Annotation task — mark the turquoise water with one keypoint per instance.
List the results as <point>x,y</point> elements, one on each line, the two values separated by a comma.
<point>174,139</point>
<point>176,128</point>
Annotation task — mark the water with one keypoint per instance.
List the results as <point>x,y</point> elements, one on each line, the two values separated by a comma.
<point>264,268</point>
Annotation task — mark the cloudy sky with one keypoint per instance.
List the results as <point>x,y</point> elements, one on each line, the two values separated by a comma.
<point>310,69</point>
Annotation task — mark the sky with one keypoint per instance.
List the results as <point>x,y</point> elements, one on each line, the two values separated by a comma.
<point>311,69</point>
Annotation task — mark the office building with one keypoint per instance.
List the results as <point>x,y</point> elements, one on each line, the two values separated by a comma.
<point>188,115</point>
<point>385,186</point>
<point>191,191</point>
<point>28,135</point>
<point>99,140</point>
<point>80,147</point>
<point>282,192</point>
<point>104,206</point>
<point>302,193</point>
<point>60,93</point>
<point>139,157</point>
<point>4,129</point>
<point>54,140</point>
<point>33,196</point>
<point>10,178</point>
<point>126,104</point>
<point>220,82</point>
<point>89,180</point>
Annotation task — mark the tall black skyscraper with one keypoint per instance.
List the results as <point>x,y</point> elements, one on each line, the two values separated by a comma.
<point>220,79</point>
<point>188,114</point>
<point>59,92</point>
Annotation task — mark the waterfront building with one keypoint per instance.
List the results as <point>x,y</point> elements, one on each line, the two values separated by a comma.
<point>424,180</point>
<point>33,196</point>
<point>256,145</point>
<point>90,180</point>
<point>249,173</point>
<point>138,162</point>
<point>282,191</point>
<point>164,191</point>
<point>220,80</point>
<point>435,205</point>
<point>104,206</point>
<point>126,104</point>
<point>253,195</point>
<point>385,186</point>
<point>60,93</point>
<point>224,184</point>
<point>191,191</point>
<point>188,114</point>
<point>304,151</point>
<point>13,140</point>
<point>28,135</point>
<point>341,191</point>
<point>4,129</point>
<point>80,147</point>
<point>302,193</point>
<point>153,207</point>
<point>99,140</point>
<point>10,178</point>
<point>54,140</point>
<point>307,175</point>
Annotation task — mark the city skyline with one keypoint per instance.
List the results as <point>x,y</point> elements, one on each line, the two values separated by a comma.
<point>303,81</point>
• • • •
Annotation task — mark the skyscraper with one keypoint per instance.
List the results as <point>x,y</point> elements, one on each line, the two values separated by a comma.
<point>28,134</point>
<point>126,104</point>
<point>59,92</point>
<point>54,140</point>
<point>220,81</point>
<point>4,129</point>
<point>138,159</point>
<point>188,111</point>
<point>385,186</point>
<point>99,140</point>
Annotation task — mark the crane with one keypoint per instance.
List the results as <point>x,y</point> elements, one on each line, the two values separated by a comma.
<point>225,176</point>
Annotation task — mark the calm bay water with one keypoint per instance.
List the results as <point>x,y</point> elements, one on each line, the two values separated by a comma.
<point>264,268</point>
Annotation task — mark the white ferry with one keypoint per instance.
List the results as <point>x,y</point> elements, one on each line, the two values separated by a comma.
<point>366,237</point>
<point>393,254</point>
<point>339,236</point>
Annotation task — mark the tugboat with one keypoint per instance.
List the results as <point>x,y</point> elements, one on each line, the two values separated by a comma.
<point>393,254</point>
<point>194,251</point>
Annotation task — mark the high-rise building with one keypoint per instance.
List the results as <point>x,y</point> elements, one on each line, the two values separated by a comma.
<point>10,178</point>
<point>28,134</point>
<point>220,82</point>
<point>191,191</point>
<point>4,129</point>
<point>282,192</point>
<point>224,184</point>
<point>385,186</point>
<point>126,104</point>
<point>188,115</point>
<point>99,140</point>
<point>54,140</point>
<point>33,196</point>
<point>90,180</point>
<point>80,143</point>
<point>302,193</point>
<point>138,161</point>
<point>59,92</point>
• • • •
**Exercise details**
Rewrite the items that run between the lines holding "Annotation task — mark the tall" and "<point>303,81</point>", inclusive, keeping each request line as it is. Scale every point coordinate in the answers by 0.75 and round each result to a whole number, rounding halves up.

**Problem solution**
Annotation task — mark the tall black skyscraper with one keypoint per instance.
List the results as <point>x,y</point> elements, one on each line, the two values separated by a comma.
<point>165,59</point>
<point>141,86</point>
<point>44,69</point>
Annotation task — mark the waterfront building with one keypoint per instance.
List the results as <point>x,y</point> elements, one on each line, the two values separated by a comma.
<point>318,135</point>
<point>25,147</point>
<point>192,109</point>
<point>68,135</point>
<point>187,130</point>
<point>104,122</point>
<point>212,143</point>
<point>123,143</point>
<point>165,60</point>
<point>326,154</point>
<point>78,155</point>
<point>95,78</point>
<point>190,146</point>
<point>289,140</point>
<point>45,70</point>
<point>168,138</point>
<point>143,143</point>
<point>141,86</point>
<point>228,113</point>
<point>10,105</point>
<point>21,101</point>
<point>256,143</point>
<point>3,97</point>
<point>60,110</point>
<point>227,145</point>
<point>115,155</point>
<point>74,105</point>
<point>8,134</point>
<point>41,105</point>
<point>230,131</point>
Annotation task — mark the city skyline with one keypoint per instance.
List the results as <point>x,y</point> elements, one on each line, the two values separated by a comma.
<point>227,61</point>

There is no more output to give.